> Short exercise 1
Alter the part of the entries that opens with the line containing "Where can the deer" and runs through the end of the entries, replacing "Mark" with "Place" and leaving everything else unchanged. Return only that part.

> Selected extract
## Begin
John, however, was in over his head. By the early 90's, he was telling associates that he wasn't fit to run his own company. The line between public and private was hopelessly blurred as the two wings of the House of Rigas traded cash payments, real estate and personnel too. The Rigases would pay Adelphia for managing their properties, then turn around and insist that the company buy its furniture from Doris, who ran an upscale shop known as Eleni Interiors. The blurriest part of all was Adelphia's board, which supposedly represented the public: a majority of the directors were family members. All this fuzziness didn't seem to bother the increasingly imperious Tim, but it greatly bothered James. He refused free flights on the corporate jet, questioned Tim's plan for the golf course and even made a point of paying his taxes separately from the others. An employee recalls that James also observed that the family's responsibility was ''to create value for the shareholders.'' (James refused to be interviewed for this article.)

The Rigases were usually able to get past such differences and arrive at a consensus; that's how John wanted it. However, when the Internet arrived in full force, James increasingly diverged from the family and was eventually made head of a fiber-optic subsidiary. It would file for bankruptcy, too, but for reasons relating to economics rather than ethics.

The Internet turned the cable world on its head. Silicon Valley types began to toss around the term ''convergence,'' by which they meant that the telephone, the cable and the computer-based information highway would become one and the same. It was a repeat of the cable industry's beginnings: forecasts of great profits to come, but in the meantime huge capital outlays. In the latter part of the 90's, cable companies essentially rewired the country for digital TV and the Internet at a cost of $75 billion. This was paid for by the public in the form of stocks and bonds. In effect, the cable industry handed investors a gigantic promissory note.

The rush on Wall Street created a parallel rush to consolidate; for many cable operators, it was acquire or be acquired. The Rigases were adamantly opposed to selling out. Adelphia wasn't just their company; it was their life. The brothers, none of whom pulled down more than $250,000 a year, were in for the long haul. They weren't about to move to Chicago or Denver and work for a conglomerate.

But the need for capital just wouldn't let up. In 1996, when Adelphia acquired an interest in some cable systems in Florida, the Rigases arranged for the first co-borrowing loan -- one that either they or Adelphia could tap. It was only $200 million, and it arguably benefited Adelphia more than the Rigases. But the enabling agreement stated openly that the family would use some of the money to purchase stock, and any director who bothered to read it would have known that. The board also might have wondered about the family's strangely cloistered style. Virtually every expenditure had to be approved in Coudersport, usually by the Rigases themselves. When a field office in Colorado needed a truck, it had to be driven from Pennsylvania clear across the Rocky Mountains.
## End
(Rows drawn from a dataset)
## Begin
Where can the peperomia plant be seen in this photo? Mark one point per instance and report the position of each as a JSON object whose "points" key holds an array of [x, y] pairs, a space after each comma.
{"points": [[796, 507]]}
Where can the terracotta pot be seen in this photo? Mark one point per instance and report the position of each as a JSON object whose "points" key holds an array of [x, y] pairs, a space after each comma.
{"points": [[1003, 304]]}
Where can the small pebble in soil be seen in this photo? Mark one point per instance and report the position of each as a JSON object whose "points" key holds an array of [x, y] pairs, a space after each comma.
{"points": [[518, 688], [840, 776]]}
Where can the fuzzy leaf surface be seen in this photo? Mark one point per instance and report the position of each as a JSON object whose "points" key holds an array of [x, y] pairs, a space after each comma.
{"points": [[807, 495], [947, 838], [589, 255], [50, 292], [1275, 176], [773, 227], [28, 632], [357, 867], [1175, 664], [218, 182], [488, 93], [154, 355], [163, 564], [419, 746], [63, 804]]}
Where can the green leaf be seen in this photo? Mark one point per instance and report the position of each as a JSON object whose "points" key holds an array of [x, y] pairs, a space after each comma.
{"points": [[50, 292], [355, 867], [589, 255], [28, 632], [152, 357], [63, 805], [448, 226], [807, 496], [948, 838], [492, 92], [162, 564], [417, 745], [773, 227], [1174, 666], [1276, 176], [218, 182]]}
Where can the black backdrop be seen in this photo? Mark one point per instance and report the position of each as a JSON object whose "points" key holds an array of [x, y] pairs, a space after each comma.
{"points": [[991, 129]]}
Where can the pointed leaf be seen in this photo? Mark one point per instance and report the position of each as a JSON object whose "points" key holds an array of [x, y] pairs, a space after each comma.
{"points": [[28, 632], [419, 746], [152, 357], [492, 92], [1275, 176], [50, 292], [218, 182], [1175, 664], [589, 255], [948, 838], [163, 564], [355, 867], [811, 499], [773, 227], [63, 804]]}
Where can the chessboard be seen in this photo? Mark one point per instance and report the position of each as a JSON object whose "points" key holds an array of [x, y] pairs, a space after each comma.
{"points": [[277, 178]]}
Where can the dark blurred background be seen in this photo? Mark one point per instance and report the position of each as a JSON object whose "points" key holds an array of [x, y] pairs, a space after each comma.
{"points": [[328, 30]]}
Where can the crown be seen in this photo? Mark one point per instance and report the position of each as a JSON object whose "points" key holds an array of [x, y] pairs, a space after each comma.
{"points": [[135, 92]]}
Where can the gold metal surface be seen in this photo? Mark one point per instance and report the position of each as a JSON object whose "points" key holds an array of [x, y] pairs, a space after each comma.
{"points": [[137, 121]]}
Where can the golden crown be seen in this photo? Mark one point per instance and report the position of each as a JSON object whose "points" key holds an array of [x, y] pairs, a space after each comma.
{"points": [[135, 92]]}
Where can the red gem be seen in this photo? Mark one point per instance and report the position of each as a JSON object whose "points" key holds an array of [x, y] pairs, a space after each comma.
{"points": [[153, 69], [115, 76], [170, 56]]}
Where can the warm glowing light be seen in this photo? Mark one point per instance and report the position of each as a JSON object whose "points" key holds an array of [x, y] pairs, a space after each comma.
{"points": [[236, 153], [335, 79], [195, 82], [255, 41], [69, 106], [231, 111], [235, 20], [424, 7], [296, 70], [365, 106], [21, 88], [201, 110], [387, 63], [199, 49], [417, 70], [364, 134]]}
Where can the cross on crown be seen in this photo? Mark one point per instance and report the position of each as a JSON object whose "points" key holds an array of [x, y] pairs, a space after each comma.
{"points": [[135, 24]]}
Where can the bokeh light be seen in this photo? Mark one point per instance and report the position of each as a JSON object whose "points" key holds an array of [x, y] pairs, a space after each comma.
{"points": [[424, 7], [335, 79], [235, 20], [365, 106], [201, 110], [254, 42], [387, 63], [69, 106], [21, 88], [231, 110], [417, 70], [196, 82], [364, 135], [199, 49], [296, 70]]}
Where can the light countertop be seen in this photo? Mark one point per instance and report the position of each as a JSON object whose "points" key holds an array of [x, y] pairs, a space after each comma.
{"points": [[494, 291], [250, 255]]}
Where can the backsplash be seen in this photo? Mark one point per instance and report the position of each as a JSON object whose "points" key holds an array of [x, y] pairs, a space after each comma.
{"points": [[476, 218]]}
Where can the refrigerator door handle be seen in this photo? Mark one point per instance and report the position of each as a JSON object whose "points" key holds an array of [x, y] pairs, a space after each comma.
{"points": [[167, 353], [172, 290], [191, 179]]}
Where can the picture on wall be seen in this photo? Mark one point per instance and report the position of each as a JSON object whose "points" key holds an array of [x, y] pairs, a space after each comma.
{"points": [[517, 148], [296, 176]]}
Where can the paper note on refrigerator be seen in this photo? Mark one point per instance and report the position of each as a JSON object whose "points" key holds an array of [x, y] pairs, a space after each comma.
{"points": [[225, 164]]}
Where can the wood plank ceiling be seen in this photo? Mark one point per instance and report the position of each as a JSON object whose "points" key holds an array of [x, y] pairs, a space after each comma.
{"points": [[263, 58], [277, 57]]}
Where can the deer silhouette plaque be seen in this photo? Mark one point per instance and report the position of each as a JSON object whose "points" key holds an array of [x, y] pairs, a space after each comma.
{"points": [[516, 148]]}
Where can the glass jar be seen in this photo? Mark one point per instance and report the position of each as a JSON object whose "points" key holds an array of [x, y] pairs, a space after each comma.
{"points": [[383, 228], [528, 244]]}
## End
> Short exercise 2
Carry the account of Adelphia and the Rigas family further, continuing from the point where it stops.

> Reply 1
Where can the deer silhouette plaque be seen in this photo? Place one point per instance and report the position of each as a JSON object whose "points" key holds an array of [x, y] pairs, a space after each comma.
{"points": [[516, 148]]}
Where can the glass jar be seen in this photo? Place one point per instance and report the position of each as a JSON object whose "points" key holds an array of [x, y] pairs, a space after each comma.
{"points": [[383, 228], [528, 244]]}

> Reply 2
The outside world never seemed to quite get the Rigases, which reinforced their tribal ways. For instance, when a group of big cable companies banded together to form @Home, to manage the Internet side of cable, they refused to let Adelphia become their partner. ''People said we marched to our own drummer,'' Tim said, ''but they wouldn't let us join in their parade.'' Whichever, the Rigases closed themselves off to virtually everyone outside the family. The exception was James Brown, the young, cocky vice president for finance who had no formal training in finance but who became a confidant of Tim's.

Tim Rigas and Brown were convinced that in the newly wired world, Adelphia had to grow quickly to stay independent. In 1999, they struck. Three large acquisitions in a single month put Adelphia on the map in California, Colorado, Kentucky, Virginia, Michigan and parts of New England -- 30 states in all. The company was vaulted into sixth place among cable operators, its subscriber total jumping to more than five million from a little over two million. Adelphia was suddenly big time. In Coudersport, the family started to strut. Members would boast about jetting off to Los Angeles to see the mayor. Back home, they were demanding improvements to the borough's water facilities and working with architects on plans for a glitzy new headquarters, for which Doris was supervising the choice of fabrics, carpet colors, wall colors and wood stain. Meanwhile, Adelphia's debt shot up from $3.7 billion to $9.7 billion. It's not unusual in cable for a company to borrow five or six times its cash flow; Adelphia's debt had risen to a perilous eight or nine times.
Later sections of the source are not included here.